#### [What is being asked]
In the entries below, how many lines include "ornament"? Reply with the number and nothing more.

*** Opening Supplied material ***

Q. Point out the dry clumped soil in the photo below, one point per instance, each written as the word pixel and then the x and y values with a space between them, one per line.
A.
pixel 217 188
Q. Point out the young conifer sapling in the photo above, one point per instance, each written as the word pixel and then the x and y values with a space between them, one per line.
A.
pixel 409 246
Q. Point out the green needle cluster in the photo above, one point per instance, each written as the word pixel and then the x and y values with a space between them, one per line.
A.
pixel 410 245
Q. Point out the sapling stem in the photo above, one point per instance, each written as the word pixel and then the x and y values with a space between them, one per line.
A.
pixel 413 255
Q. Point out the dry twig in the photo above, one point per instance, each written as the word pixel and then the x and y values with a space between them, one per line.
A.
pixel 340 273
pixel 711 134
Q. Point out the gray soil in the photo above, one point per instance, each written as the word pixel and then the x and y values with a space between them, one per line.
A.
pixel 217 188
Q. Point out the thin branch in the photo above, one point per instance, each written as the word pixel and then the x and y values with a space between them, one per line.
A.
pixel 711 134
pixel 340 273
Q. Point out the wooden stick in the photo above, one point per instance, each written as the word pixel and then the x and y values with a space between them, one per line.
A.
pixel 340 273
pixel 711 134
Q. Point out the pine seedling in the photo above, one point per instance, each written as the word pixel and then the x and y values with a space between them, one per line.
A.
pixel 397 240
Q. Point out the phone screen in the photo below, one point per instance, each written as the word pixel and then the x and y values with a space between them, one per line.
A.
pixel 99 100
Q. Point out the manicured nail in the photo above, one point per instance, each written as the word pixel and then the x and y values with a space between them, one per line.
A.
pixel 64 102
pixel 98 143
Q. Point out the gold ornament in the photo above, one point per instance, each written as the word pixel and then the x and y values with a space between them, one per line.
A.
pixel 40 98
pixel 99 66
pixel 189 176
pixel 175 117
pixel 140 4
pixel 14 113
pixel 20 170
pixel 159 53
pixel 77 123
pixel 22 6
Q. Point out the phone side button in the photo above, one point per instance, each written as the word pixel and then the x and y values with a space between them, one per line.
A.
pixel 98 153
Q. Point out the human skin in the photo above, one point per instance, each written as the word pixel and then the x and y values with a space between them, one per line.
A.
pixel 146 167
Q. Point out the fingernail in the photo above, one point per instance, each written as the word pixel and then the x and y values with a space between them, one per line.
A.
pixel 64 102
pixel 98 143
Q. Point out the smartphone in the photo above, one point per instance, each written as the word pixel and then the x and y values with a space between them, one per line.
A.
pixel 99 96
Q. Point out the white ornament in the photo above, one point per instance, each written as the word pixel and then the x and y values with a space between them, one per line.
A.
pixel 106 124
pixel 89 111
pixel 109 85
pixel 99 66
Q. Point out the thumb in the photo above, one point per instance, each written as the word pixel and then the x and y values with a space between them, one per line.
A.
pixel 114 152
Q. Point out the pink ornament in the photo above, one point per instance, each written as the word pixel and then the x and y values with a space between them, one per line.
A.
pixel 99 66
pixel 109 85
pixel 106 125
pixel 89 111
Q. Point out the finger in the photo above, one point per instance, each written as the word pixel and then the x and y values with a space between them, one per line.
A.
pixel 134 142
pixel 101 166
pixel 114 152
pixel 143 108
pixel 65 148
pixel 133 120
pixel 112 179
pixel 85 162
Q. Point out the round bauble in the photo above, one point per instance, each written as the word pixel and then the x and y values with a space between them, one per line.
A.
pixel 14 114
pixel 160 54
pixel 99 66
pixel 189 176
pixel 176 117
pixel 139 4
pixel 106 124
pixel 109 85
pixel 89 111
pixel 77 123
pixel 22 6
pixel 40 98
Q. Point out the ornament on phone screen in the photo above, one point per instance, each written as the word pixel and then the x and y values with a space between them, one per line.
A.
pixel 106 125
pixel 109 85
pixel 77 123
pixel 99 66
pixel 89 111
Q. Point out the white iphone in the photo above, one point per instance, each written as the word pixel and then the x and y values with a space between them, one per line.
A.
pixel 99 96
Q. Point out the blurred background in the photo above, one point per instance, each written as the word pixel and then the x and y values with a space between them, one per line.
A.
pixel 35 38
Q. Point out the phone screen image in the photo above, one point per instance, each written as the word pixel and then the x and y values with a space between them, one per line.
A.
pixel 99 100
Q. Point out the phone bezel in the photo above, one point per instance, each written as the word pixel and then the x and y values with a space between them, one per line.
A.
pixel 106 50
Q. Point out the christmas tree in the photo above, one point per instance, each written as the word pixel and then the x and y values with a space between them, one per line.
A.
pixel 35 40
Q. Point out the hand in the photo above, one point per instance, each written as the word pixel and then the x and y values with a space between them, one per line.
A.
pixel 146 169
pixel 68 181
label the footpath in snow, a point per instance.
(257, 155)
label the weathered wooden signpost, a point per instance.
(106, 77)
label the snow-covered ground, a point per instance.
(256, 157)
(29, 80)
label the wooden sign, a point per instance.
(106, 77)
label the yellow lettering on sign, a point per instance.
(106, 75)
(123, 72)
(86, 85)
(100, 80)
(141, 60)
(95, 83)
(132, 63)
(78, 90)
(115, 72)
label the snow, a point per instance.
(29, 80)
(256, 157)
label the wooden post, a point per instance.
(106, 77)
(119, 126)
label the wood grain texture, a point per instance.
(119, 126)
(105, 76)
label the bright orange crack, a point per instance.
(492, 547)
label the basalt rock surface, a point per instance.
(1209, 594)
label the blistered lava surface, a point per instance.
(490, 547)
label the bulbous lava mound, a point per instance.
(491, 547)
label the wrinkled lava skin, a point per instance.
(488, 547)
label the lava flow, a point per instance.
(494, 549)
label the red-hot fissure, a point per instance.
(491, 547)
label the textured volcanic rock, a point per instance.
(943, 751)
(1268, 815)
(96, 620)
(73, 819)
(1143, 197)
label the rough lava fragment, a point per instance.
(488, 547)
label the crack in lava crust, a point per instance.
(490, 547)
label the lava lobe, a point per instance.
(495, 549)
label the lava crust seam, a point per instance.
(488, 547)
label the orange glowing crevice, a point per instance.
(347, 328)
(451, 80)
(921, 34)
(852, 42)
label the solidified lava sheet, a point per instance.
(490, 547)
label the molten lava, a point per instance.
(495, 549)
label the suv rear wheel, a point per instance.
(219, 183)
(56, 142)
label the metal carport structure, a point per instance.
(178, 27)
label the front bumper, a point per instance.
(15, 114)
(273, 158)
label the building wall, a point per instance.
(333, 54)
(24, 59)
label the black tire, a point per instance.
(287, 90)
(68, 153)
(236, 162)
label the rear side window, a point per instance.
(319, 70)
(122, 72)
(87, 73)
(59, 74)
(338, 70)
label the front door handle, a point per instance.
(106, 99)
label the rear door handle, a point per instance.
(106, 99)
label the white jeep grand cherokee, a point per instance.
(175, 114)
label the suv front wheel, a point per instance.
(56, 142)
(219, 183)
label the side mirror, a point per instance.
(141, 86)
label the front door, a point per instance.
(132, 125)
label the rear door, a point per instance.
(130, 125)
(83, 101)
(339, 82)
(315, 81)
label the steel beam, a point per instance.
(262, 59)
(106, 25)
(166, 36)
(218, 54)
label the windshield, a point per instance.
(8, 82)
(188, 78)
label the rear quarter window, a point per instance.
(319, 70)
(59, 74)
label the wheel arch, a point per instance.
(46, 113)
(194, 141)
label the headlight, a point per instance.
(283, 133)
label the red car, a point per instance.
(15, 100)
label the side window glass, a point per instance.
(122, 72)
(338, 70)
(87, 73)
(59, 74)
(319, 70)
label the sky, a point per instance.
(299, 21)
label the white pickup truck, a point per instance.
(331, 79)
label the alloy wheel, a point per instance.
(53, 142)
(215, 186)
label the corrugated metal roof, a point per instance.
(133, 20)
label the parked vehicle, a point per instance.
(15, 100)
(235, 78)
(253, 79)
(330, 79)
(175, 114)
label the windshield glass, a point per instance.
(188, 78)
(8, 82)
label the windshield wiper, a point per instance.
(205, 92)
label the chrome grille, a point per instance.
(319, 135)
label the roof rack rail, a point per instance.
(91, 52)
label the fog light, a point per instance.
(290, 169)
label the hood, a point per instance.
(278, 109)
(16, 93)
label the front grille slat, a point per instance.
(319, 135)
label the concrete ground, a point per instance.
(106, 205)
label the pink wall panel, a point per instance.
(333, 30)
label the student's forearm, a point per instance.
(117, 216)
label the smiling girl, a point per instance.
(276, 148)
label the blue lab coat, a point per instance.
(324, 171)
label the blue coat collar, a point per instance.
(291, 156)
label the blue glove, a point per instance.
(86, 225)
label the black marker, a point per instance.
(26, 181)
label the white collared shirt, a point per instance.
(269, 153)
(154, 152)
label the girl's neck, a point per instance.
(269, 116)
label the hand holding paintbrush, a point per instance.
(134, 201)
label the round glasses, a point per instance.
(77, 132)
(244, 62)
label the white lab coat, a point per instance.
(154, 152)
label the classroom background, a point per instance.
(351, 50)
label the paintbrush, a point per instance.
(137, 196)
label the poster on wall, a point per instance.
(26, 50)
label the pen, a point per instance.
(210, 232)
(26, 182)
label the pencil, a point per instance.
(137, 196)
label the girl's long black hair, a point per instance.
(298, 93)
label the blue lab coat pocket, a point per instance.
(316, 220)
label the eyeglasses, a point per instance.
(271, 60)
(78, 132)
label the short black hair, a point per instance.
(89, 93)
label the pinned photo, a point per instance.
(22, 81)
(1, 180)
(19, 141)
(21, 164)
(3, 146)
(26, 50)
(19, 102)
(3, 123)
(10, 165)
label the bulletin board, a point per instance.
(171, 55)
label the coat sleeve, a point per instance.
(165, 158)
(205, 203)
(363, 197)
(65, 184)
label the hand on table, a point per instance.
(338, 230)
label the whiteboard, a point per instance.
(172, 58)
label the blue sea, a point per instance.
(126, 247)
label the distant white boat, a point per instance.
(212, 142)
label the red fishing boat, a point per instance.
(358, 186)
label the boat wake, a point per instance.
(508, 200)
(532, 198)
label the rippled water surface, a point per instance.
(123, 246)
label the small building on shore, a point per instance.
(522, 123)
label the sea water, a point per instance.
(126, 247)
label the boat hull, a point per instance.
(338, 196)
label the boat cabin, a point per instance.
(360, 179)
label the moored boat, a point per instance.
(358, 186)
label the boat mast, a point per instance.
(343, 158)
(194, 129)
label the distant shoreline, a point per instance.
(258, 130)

*** Closing Supplied material ***

#### [Solved exercise]
4